Görevler:
- a) Güney Kore gerilim filmleri yazısına göre Lee Geum-ja kaç yıl hapis yatmıştır?
- b) Güney Kore gerilim filmleri yazısını, gösterilen son cümlenin ardından kaldığı yerden sürdürün.

Metin parçası:
##########

Bizimle iletişim kur

Sinema

Güney Kore Sinemasının En İyi Gerilim Filmleri – 1

Yayınlandı

on

Güney Kore sineması 2000’li yıllardan sonra tüm dünyada adından söz ettiren bir konuma erişmeyi başardı. Özellikle de gerilim türünde yaptıkları filmlerle birbirinden güzel pek çok filme imza attılar. Bunlardan en iyilerini sizlere listelemeye çalışacağım. Film sayısı çok olduğu için birkaç serilik bir liste olacak. O yüzden takipte kalmanızı tavsiye ederim. İşte serinin ilk yazısı ve En İyi Güney Kore Gerilim Filmleri ile karşınızdayız.

10) Bedevilled (2010)

Hae-won, bir bankada orta düzey memur olarak çalışan genç bir kadındır. Hae-won bir gün, sokakta bir kadına karşı işlenen korkunç bir şiddete ve cinayete tanık olur. Karşılaştığı bu vahşete gözlerini kapatabileceğini zanneden Hae-won, yaşadığı şoku atlatamadığı için bir süre sonra işinden kovulur. Biraz rahatlamak için çocukluğunun da geçtiği şehirden uzak bir adaya yerleşmeye karar veren Hae-won, burada da uzaklaşmaya çalıştığı şiddetle yüzleşmek zorunda kalacaktır. Bu sefer kaçması ise hiç kolay olmayacaktır.

9) Lady Vengeance (2005)

Park Chan-wook’un intikam üçlemesinin son filmi olan “Lady Vengeance”, ismine (Türkçe’ye İntikam Meleği olarak çevrilmiştir) de yakışır bir şekilde bu muhteşem seriyi taçlandırarak sonlandırır. Lee Geum-ja isimli genç kadın altı yaşındaki bir çocuğun kaçırılması ve öldürülmesinden sorumlu tutularak 13 yıl hapis yatmıştır. Hapisten çıkmasıyla birlikte, belki de hiç işlememiş olduğu bir suçun intikamını almak üzere kusursuz bir şekilde tasarladığı planını uygulamaya koyulur.

##########

Kayıtlar:
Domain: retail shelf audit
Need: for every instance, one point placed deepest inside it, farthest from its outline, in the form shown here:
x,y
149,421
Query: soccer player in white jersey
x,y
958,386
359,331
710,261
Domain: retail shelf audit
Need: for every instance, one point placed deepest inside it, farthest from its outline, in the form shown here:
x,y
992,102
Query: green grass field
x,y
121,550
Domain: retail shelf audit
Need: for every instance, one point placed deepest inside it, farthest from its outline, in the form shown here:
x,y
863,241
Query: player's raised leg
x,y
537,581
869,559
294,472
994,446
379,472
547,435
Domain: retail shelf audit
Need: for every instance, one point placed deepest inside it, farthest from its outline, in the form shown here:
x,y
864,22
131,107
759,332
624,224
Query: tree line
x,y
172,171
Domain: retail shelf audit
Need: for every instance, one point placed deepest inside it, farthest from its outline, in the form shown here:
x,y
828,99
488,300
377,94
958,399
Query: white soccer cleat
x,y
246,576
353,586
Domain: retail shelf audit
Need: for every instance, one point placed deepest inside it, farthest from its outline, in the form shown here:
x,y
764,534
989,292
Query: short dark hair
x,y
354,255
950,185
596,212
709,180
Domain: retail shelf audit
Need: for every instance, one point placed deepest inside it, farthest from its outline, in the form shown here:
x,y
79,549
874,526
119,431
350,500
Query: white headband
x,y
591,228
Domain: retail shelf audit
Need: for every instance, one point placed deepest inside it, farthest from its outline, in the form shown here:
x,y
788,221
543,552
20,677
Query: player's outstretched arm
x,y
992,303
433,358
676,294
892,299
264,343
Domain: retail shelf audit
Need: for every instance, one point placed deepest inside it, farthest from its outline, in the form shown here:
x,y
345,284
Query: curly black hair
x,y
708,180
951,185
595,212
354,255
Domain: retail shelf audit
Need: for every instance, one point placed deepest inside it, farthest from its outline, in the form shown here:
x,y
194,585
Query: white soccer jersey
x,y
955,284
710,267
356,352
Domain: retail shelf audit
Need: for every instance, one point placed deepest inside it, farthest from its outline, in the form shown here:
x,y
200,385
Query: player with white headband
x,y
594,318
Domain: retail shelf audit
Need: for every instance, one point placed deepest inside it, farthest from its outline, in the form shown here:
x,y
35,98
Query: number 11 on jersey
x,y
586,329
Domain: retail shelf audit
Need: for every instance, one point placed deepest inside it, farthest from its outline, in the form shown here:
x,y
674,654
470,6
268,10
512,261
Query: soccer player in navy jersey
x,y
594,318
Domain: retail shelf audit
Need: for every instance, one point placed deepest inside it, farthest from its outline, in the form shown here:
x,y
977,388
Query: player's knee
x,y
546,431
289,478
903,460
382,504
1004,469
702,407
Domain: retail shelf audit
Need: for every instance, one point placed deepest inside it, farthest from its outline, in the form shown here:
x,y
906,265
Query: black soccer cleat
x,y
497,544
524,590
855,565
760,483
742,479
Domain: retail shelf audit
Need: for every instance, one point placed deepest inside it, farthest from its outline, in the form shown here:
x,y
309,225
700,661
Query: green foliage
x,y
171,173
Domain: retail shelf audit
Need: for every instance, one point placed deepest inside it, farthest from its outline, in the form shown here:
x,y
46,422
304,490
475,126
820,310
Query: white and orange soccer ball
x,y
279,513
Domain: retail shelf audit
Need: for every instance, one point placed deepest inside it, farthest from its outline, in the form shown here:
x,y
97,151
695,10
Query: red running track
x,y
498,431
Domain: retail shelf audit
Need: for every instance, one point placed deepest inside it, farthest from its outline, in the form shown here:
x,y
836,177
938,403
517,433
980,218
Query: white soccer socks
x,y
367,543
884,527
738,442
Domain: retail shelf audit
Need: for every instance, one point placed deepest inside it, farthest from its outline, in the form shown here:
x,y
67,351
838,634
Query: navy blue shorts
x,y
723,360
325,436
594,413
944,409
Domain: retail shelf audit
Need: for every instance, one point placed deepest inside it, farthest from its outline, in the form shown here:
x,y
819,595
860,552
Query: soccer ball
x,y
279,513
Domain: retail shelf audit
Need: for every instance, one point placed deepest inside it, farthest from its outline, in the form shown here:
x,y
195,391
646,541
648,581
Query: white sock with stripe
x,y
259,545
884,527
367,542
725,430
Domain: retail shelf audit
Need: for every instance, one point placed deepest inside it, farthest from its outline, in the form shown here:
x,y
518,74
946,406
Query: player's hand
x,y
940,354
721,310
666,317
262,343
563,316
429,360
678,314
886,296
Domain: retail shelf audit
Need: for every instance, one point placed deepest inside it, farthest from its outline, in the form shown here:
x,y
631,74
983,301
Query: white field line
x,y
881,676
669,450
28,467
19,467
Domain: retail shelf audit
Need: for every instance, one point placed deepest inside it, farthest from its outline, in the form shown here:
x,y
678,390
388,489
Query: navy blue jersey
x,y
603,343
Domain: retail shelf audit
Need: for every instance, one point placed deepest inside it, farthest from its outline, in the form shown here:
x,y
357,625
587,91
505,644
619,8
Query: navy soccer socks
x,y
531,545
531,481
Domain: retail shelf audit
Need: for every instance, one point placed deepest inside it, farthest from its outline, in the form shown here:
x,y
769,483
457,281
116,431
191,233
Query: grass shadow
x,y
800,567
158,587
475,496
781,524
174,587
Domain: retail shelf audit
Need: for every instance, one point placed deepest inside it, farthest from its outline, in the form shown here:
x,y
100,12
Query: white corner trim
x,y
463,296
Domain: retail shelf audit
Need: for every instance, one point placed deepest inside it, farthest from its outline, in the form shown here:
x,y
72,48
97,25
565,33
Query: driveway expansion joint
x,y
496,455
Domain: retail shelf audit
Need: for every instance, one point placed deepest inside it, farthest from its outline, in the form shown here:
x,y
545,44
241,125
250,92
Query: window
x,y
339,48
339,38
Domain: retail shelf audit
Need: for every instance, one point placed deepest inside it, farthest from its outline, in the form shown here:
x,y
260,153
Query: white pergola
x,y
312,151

##########

Görev yanıtları:
- a) 13 yıl.

- b)
8) The Chaser (2008)

Na Hong-jin’in ilk yönetmenlik denemesi olmasına rağmen “the Chaser”, başından sonuna kadar izleyeni merak içinde bırakan bir polisiye-gerilim fırtınası olmayı başarıyor. Film, bir seri katille eski bir polisin yollarının istemeden de olsa kesişmesini anlatır. Polisken de ismi her türlü ahlaksızlığa bulaşmış olan Joong-ho, artık sokaklarda hayat kadını çalıştırmaktadır. Çalıştırdığı iki kadının kaybolmasının ardından maddi olarak zor duruma düşen Joong-ho, elinde kalan Mi-jin isimli kadını, diğer iki kadının da kaybolmasından sorumlu olabileceğini düşündüğü Yeong-min isimli müşterisine yollar. Ancak bir süre sonra Mi-jin’den de haber alınamayacaktır.

7) Mother (2009)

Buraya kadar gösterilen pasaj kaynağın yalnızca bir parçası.